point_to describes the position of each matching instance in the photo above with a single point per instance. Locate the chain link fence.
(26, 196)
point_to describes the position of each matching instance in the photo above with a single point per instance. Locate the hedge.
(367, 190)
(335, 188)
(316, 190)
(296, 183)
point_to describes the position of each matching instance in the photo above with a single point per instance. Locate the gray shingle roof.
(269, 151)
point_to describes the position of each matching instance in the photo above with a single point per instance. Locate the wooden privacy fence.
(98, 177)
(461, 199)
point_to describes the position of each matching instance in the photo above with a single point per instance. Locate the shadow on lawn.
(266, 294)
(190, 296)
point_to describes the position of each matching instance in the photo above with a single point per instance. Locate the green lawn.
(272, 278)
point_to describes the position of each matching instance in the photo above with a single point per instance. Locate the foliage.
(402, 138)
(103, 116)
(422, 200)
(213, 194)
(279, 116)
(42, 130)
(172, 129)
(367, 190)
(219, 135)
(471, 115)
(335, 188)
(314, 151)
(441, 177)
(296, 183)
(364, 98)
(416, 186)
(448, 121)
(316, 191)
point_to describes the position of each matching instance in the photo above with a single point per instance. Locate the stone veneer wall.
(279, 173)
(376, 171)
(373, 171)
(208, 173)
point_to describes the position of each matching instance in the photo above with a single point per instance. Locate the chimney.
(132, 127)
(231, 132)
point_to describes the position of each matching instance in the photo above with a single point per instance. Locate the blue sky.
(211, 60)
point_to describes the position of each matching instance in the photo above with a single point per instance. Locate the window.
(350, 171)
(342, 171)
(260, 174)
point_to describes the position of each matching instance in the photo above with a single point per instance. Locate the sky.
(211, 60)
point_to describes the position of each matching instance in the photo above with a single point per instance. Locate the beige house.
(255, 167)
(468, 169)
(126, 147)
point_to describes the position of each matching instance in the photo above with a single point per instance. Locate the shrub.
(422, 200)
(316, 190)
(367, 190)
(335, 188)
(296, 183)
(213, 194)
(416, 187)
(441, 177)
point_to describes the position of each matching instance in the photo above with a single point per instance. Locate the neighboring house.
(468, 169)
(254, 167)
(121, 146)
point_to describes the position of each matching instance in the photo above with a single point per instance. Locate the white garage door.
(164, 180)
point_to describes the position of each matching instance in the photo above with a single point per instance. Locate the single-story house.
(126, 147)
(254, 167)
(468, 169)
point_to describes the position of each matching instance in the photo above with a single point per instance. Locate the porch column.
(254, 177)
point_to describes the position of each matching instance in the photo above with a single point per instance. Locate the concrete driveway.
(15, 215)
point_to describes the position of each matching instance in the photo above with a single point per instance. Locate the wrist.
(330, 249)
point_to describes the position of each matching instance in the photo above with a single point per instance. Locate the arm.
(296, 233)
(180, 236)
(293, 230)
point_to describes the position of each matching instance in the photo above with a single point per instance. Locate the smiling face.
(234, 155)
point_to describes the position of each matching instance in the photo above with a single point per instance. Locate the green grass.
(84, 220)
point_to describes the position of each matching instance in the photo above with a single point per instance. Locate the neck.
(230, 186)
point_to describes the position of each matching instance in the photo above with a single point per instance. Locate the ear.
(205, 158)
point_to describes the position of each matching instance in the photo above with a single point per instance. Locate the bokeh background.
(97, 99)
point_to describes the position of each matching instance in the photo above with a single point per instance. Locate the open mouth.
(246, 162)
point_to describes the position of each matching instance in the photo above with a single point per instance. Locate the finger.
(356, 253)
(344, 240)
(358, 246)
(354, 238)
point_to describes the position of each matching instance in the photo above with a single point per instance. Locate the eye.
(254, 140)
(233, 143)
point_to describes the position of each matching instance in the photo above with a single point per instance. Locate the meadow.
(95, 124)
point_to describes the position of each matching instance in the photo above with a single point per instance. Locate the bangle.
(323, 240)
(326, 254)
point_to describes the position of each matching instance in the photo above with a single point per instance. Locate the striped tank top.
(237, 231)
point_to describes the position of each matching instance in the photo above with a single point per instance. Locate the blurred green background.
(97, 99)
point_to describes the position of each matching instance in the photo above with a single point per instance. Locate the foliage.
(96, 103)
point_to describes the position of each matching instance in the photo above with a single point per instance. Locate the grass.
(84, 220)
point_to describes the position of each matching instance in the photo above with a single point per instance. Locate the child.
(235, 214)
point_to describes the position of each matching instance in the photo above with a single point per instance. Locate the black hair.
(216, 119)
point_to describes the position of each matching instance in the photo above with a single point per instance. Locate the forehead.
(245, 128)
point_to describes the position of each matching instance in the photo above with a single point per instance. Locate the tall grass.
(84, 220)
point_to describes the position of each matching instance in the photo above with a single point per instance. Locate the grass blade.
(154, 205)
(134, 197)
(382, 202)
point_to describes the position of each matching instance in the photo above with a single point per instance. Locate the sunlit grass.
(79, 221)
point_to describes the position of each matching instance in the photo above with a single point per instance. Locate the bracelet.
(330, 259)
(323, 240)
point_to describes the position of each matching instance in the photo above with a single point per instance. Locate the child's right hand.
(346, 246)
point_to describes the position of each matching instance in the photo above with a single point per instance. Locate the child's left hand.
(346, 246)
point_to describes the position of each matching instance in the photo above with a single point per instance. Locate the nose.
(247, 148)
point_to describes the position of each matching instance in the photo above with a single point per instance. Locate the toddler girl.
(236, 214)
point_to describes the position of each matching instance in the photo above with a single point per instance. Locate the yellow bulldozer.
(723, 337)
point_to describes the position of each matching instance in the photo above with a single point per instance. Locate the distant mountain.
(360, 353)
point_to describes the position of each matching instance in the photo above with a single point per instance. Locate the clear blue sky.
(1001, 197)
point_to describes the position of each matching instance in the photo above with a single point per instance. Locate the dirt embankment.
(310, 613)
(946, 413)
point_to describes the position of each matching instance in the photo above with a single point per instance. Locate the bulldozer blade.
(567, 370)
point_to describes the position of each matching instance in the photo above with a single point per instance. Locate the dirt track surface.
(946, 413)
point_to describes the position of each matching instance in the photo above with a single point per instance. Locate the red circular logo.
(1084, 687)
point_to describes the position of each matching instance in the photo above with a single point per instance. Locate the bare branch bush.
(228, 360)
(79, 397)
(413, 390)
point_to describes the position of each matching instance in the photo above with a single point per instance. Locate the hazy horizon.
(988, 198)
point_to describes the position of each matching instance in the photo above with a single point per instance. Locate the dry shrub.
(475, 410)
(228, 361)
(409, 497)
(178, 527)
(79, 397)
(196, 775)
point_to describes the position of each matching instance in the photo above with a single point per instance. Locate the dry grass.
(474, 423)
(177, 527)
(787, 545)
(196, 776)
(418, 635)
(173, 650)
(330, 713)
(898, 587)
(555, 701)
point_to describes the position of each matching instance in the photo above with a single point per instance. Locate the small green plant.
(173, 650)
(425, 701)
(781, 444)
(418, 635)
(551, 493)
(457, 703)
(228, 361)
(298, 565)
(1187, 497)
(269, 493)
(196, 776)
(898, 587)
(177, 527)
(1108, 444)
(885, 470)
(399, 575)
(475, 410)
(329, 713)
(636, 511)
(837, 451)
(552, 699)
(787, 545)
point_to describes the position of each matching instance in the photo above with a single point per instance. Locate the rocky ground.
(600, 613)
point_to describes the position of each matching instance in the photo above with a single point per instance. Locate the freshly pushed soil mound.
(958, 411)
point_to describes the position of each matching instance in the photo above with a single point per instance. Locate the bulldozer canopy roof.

Task description
Give back all the material, with each line exactly as it stands.

Solution to this exercise
point_to describes the position of each matching instance in the photo above with a single point per instance. Locate the chain link fence.
(26, 196)
point_to describes the position of each matching instance in the photo above with a single point per instance. Locate the hedge.
(367, 190)
(335, 188)
(316, 190)
(296, 183)
point_to describes the position of each matching instance in the photo above with a single point per instance. Locate the gray shingle roof.
(269, 151)
point_to describes the position of each matching instance in the photo above with a single point per instance. Locate the wooden privacy fence.
(98, 177)
(461, 199)
point_to describes the position of each matching instance in the photo above with a single point per instance. Locate the shadow on lawn.
(266, 294)
(190, 296)
point_to describes the position of each matching instance in the photo above with a single point per instance. Locate the green lawn.
(272, 278)
point_to describes the position of each matching instance in the photo above with a single point per instance. Locate the foliage.
(402, 138)
(103, 116)
(422, 200)
(213, 194)
(279, 116)
(42, 130)
(172, 129)
(367, 190)
(219, 135)
(471, 115)
(335, 188)
(314, 151)
(441, 177)
(296, 183)
(364, 98)
(416, 186)
(448, 121)
(316, 191)
point_to describes the position of each matching instance in the photo above with a single point per instance. Locate the stone veneer wall.
(279, 173)
(376, 171)
(373, 171)
(208, 173)
point_to describes the position of each matching instance in the photo above with a single point per instance. Locate the chimney.
(132, 127)
(231, 132)
point_to describes the position of each matching instance in the photo above with a single point per instance. Locate the blue sky.
(211, 60)
point_to describes the position of each matching instance in the photo above with a single point per instance. Locate the window.
(350, 171)
(342, 171)
(260, 174)
point_to describes the position of each matching instance in the photo above with a single point per instance. Locate the sky.
(211, 60)
point_to describes the position of each matching instance in the photo above with a single point per instance. Locate the beige house.
(255, 167)
(468, 169)
(126, 147)
point_to describes the position of each matching instance in the photo above with a single point per instance. Locate the shrub.
(422, 200)
(316, 190)
(367, 190)
(335, 188)
(296, 183)
(213, 194)
(416, 187)
(441, 177)
point_to describes the position of each matching instance in the photo above with a single point per instance. Locate the neighboring house.
(468, 169)
(254, 167)
(121, 146)
point_to describes the position of each matching instance in the photo above with a single point per instance. Locate the white garage door.
(164, 180)
point_to describes the position of each matching instance in the photo above with a single point per instance. Locate the single-story house.
(126, 147)
(254, 167)
(468, 169)
point_to describes the position of each matching instance in the photo above with a single point per instance. Locate the porch column.
(254, 177)
point_to describes the position of each matching instance in the photo above with a single point per instance. Locate the concrete driveway.
(15, 215)
point_to describes the position of each matching instance in the photo above with a single point per instance. Locate the wrist.
(330, 249)
point_to describes the position of each matching instance in the photo above with a single point per instance. Locate the arm.
(296, 233)
(180, 236)
(293, 230)
point_to describes the position of each matching instance in the photo above with a single point per instance. Locate the smiling face.
(234, 155)
point_to describes the position of each matching instance in the photo above with a single point per instance. Locate the green grass.
(84, 220)
point_to describes the position of each matching instance in the photo above with a single point per instance. Locate the neck.
(230, 186)
point_to describes the position of each matching instance in the photo above with a single point per instance. Locate the ear.
(205, 158)
point_to describes the position of each matching instance in the photo above with a single point per instance. Locate the bokeh background.
(97, 99)
point_to describes the position of each matching instance in the photo above with a single point per instance. Locate the open mouth.
(246, 162)
point_to describes the position of each matching instance in the photo above with a single point per instance. Locate the finger.
(356, 253)
(344, 240)
(358, 246)
(354, 238)
point_to describes the position of each matching instance in the photo above with a single point per instance. Locate the eye.
(254, 140)
(233, 143)
point_to describes the position of each matching instance in the photo above with a single point per instance. Locate the meadow.
(95, 124)
point_to describes the position of each matching instance in the photo above with a single point per instance. Locate the bangle.
(323, 240)
(326, 254)
point_to describes the position of each matching instance in the photo above with a single point per instance. Locate the striped tank top.
(237, 231)
point_to describes the position of each matching instance in the photo above with a single point per instance. Locate the blurred green background.
(97, 99)
point_to describes the position of each matching instance in the photo above with a single point per instance. Locate the foliage.
(96, 103)
point_to describes the position of each matching instance in the photo above with a single point per instance. Locate the grass.
(84, 220)
point_to describes the position of each matching instance in the photo above with a single point per instance. Locate the child.
(235, 214)
point_to describes the position of each matching instance in the photo above with a single point per instance. Locate the black hair.
(216, 119)
point_to describes the position of each matching instance in the photo above with a single point per instance. Locate the forehead.
(245, 128)
point_to describes the position of each matching instance in the photo above with a single point per instance. Locate the tall grass.
(84, 220)
point_to describes the position of each matching instance in the photo above with a single point per instance. Locate the grass blade.
(154, 205)
(134, 197)
(382, 202)
point_to describes the position of each matching instance in the photo above with a single point per instance. Locate the sunlit grass.
(79, 221)
point_to describes the position of each matching instance in the photo above with a single point per instance. Locate the bracelet.
(330, 259)
(323, 240)
point_to describes the position of each matching instance in the photo above with a single point per instance. Locate the child's right hand.
(346, 246)
point_to describes the position of each matching instance in the photo above with a single point per instance. Locate the child's left hand.
(346, 246)
point_to describes the position of each matching instance in the photo above with a single point per instance. Locate the nose.
(247, 148)
point_to describes the position of each matching instance in the photo above with a single point per instance. Locate the toddler girl.
(236, 214)
point_to describes the position of each matching instance in the photo above with a single point per instance. Locate the yellow bulldozer.
(723, 337)
point_to describes the position of each matching instance in the photo above with a single point per instance. Locate the distant mountain.
(360, 353)
point_to describes the position of each matching instance in the photo above with a single point per instance. Locate the clear blue sky.
(1001, 197)
point_to describes the position of each matching instance in the photo above with a single point per instance. Locate the dirt embankment.
(310, 613)
(946, 413)
point_to describes the position of each matching instance in the photo above with a single point per instance. Locate the bulldozer blade.
(567, 370)
point_to describes the position of each matching instance in the photo above with a single point per instance. Locate the dirt track surface.
(946, 413)
point_to describes the position of each matching instance in the photo above with a single point per instance. Locate the red circular logo.
(1084, 687)
point_to describes the position of each matching instance in the photo above with a single point per instance. Locate the bare branch bush.
(228, 360)
(79, 397)
(413, 390)
point_to describes the position of each matching instance in the photo above with a single point per instance. Locate the hazy horizon.
(988, 198)
point_to describes the position of each matching instance in the photo above with a single point per instance. Locate the dry shrub.
(475, 410)
(228, 361)
(409, 497)
(178, 527)
(79, 397)
(196, 775)
point_to describes the position of each matching instance in the photo above with a single point per instance. Locate the dry grass.
(474, 423)
(177, 527)
(787, 545)
(196, 776)
(418, 635)
(173, 650)
(330, 713)
(898, 587)
(555, 701)
point_to describes the position of each matching instance in the photo above with a single point per instance. Locate the small green plant.
(173, 650)
(425, 701)
(781, 444)
(418, 635)
(551, 493)
(457, 703)
(228, 361)
(298, 565)
(1187, 497)
(269, 493)
(196, 776)
(898, 587)
(177, 527)
(1108, 444)
(885, 470)
(399, 575)
(475, 410)
(329, 713)
(636, 511)
(837, 451)
(552, 699)
(787, 545)
point_to describes the position of each matching instance in the photo above with a single point per instance. Locate the rocky ground.
(600, 613)
point_to describes the position of each matching instance in the photo above with a single point per instance. Locate the freshly pushed soil mound.
(958, 411)
point_to describes the position of each matching instance in the photo above with a single point per instance. Locate the bulldozer canopy roof.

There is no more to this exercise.